What you should do: In the records, rewrite everything from the line containing "Target — white cardboard box" down to the line containing "column 411, row 99", replacing "cardboard" with "paper" and leaving everything else unchanged.

Data shown:
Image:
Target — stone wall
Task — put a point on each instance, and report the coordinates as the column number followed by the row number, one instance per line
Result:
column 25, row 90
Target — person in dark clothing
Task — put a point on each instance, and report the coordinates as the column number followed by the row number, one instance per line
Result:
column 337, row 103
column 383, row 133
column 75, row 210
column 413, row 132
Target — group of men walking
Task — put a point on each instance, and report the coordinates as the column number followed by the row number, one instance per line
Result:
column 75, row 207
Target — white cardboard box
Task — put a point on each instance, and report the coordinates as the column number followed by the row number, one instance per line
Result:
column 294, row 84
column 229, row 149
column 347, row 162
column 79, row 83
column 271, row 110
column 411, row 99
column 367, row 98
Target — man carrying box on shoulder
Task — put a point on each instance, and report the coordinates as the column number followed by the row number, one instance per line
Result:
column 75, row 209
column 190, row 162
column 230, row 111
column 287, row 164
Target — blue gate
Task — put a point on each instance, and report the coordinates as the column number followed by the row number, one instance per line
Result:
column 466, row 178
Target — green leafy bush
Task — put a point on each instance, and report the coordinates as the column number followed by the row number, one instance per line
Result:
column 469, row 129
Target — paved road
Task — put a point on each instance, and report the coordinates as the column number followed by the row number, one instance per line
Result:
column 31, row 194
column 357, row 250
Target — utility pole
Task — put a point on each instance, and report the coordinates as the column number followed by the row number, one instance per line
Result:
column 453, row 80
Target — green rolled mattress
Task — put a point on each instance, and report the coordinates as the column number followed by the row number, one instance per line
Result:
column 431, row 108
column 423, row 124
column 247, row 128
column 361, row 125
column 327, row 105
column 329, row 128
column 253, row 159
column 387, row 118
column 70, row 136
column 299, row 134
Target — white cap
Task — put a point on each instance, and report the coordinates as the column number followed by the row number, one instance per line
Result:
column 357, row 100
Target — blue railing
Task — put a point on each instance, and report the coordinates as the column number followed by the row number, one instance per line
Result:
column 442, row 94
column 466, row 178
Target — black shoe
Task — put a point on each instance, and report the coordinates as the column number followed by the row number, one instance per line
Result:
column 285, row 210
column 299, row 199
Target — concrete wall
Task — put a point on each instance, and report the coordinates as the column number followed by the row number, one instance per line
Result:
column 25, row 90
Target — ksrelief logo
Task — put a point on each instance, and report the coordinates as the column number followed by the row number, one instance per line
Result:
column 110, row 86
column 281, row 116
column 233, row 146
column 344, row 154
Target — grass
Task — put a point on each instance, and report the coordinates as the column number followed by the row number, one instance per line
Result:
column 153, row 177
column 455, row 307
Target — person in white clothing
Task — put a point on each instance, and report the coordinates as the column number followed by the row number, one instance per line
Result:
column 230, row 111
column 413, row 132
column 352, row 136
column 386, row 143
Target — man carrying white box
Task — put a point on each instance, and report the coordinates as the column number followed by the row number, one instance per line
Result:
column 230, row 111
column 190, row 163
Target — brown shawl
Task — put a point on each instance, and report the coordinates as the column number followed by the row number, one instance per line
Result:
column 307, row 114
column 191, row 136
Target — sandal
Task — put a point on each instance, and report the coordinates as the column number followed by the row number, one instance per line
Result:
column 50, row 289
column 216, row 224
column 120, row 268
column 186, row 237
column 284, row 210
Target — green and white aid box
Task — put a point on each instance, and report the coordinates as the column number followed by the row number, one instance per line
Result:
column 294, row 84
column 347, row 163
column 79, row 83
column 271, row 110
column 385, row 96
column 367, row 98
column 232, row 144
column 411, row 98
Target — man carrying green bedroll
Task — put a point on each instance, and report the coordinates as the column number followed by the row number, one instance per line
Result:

Answer to this task:
Target — white paper box
Task — put a point on each instance, and report the coordinates as the column number followed by the row number, one instance per line
Result:
column 294, row 84
column 229, row 149
column 347, row 162
column 79, row 83
column 271, row 110
column 411, row 99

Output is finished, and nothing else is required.